### EXERCISE DIRECTIONS
Substitute "narcissus" for "daffodil" in the data, from the start up to and including the line with "[138,188,149,197]", and write those lines out again with nothing else changed. Leave the pictures out of your answer.

(Region labeling data)

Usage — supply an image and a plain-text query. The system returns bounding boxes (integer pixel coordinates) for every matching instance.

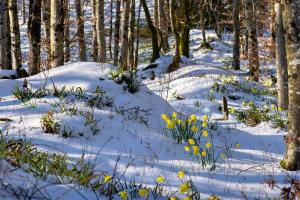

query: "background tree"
[75,0,86,61]
[245,0,259,81]
[0,0,11,69]
[275,3,289,110]
[281,0,300,170]
[28,0,41,75]
[96,0,106,63]
[232,0,240,70]
[50,0,64,67]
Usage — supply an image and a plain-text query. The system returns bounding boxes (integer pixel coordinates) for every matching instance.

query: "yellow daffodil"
[104,175,112,183]
[202,115,208,122]
[177,170,185,178]
[119,191,128,200]
[179,182,190,194]
[221,153,226,159]
[184,146,190,152]
[172,112,177,119]
[183,196,192,200]
[161,114,169,122]
[156,176,166,184]
[189,114,197,124]
[166,119,176,129]
[205,142,211,149]
[188,139,195,145]
[139,188,149,197]
[193,146,199,156]
[191,126,199,133]
[202,130,209,137]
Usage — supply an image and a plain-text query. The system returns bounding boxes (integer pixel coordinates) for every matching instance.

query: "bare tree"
[75,0,86,61]
[232,0,240,70]
[114,0,121,65]
[8,0,22,73]
[50,0,64,67]
[0,0,11,69]
[96,0,106,62]
[281,0,300,170]
[275,3,289,110]
[28,0,41,75]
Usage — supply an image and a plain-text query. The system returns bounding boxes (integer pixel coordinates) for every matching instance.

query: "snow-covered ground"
[0,30,299,199]
[0,0,299,199]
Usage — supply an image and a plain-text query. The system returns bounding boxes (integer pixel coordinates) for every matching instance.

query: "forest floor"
[0,27,299,199]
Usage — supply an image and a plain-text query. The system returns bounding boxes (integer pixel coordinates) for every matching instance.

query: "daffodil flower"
[205,142,211,149]
[119,191,128,200]
[156,176,166,184]
[104,175,112,183]
[177,170,185,178]
[188,139,195,145]
[179,182,190,194]
[184,146,190,152]
[202,130,209,137]
[138,188,149,197]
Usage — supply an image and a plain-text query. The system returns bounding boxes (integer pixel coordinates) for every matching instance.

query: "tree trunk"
[180,0,191,58]
[232,0,240,70]
[281,0,300,170]
[92,0,98,61]
[128,0,135,69]
[42,0,51,65]
[168,0,180,72]
[120,0,130,70]
[134,3,142,69]
[108,0,113,59]
[75,0,86,61]
[96,0,106,63]
[21,0,26,25]
[0,0,11,69]
[159,0,170,53]
[200,0,207,47]
[28,0,41,75]
[141,0,159,62]
[50,0,65,67]
[114,0,121,65]
[63,0,70,62]
[275,3,289,110]
[8,0,22,74]
[246,0,259,82]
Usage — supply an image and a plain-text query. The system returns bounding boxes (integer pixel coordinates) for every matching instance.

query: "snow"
[0,1,299,199]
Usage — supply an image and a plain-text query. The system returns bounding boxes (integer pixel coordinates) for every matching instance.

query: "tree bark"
[8,0,22,74]
[92,0,98,61]
[50,0,65,67]
[141,0,159,62]
[28,0,41,75]
[168,0,180,72]
[75,0,86,61]
[246,0,259,82]
[96,0,106,63]
[114,0,121,65]
[281,0,300,170]
[274,3,289,110]
[232,0,240,70]
[159,0,170,53]
[42,0,51,67]
[120,0,130,71]
[0,0,11,69]
[128,0,135,69]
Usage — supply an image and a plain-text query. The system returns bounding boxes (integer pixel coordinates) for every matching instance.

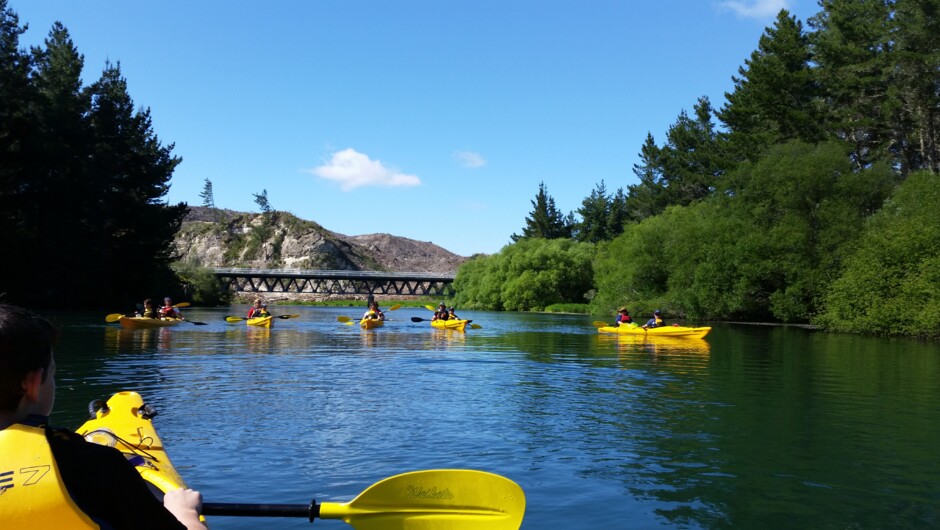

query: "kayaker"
[160,296,183,320]
[362,302,385,320]
[617,307,633,326]
[248,298,261,318]
[140,298,157,318]
[0,304,206,530]
[643,309,666,329]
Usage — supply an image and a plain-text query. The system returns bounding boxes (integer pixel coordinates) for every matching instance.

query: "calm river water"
[49,306,940,530]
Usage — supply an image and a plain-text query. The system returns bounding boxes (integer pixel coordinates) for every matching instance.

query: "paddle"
[104,310,208,326]
[225,315,300,322]
[411,317,483,329]
[202,469,525,530]
[336,304,401,326]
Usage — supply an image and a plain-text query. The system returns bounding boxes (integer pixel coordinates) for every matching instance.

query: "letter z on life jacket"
[0,423,98,530]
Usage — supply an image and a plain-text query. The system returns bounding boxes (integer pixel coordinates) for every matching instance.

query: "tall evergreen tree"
[575,180,610,243]
[0,0,35,239]
[809,0,896,168]
[627,133,666,221]
[511,182,572,241]
[607,188,630,239]
[199,178,215,208]
[22,22,94,298]
[87,59,188,300]
[892,0,940,173]
[717,10,823,161]
[628,97,731,219]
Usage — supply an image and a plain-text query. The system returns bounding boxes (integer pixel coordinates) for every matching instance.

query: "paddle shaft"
[202,501,320,522]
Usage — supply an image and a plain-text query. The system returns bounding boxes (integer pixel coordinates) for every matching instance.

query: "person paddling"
[643,309,666,329]
[0,304,206,530]
[431,302,449,321]
[160,296,183,320]
[617,307,633,326]
[362,302,385,320]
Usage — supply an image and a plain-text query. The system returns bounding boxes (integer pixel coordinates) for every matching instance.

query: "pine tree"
[86,59,188,299]
[510,182,573,241]
[576,180,610,243]
[717,10,823,160]
[809,0,896,168]
[199,178,215,208]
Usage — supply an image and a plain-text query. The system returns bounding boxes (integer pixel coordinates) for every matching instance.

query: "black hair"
[0,304,59,411]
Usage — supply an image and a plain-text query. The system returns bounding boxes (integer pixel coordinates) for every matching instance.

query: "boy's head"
[0,304,59,412]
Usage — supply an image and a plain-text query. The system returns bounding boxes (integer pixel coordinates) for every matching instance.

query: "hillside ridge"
[174,206,468,274]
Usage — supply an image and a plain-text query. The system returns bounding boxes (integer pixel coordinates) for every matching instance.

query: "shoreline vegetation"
[0,0,940,340]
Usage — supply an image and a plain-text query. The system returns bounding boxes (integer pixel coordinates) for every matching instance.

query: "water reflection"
[47,308,940,530]
[598,333,711,355]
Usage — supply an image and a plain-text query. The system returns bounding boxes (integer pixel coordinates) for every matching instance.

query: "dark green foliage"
[454,238,594,311]
[512,182,573,241]
[199,178,215,208]
[0,4,186,307]
[252,189,271,213]
[626,97,731,220]
[593,142,894,322]
[172,261,233,306]
[817,171,940,339]
[717,10,823,160]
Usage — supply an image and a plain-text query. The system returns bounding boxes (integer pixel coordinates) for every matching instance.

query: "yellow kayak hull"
[359,318,385,329]
[597,326,712,339]
[120,316,183,329]
[247,316,274,328]
[76,392,186,493]
[431,320,470,331]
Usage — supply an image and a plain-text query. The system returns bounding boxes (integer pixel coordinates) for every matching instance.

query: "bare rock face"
[175,207,467,274]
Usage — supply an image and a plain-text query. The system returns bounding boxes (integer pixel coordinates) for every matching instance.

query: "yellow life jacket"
[0,423,98,530]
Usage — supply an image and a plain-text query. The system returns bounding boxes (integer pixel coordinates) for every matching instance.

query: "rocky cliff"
[175,207,467,273]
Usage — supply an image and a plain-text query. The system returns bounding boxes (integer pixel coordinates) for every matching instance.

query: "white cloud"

### SOLUTION FOR THIS TASK
Usage — supply an image and a plain-text query. The system returns bounding boxes (integer pixel coordinates) for every matching instance.


query: "background tree"
[75,0,86,61]
[245,0,259,81]
[0,0,11,69]
[275,3,289,110]
[281,0,300,170]
[28,0,41,75]
[96,0,106,63]
[232,0,240,70]
[50,0,64,67]
Usage — supply an image and a plain-text query. The system returns bounding boxes (integer pixel coordinates) for every matching instance.

query: "yellow narcissus"
[104,175,112,183]
[202,115,208,122]
[177,170,185,178]
[119,191,128,200]
[179,182,190,194]
[221,153,226,159]
[184,146,190,152]
[172,112,177,119]
[183,196,192,200]
[161,114,169,122]
[156,176,166,184]
[189,114,197,124]
[166,119,176,129]
[205,142,211,149]
[188,139,195,145]
[139,188,149,197]
[193,146,199,156]
[191,126,199,133]
[202,130,209,137]
Usage — supply an image and a plain-text query. The system returns bounding boxes (integer pixel coordinates) for every matching instance.

query: "bare tree"
[75,0,86,61]
[232,0,240,70]
[114,0,121,65]
[8,0,22,73]
[50,0,64,67]
[0,0,11,69]
[96,0,106,62]
[281,0,300,170]
[275,3,289,110]
[28,0,41,75]
Usage — supply an image and a plain-text query. The system returns bounding boxes (integer pixel coordinates) for every matching instance.

query: "snow-covered ground"
[0,30,299,199]
[0,0,299,199]
Usage — supply an image and a plain-text query. The system returns bounding boxes (integer pixel coordinates) for every matching instance.

query: "forest floor"
[0,27,299,199]
Usage — supply an image and a plain-text query. The system returns bounding boxes (integer pixel coordinates) for every matching instance.

query: "narcissus flower"
[205,142,211,149]
[119,191,128,200]
[156,176,166,184]
[104,175,112,183]
[177,170,185,178]
[188,139,195,145]
[179,182,190,194]
[184,146,190,152]
[202,130,209,137]
[138,188,149,197]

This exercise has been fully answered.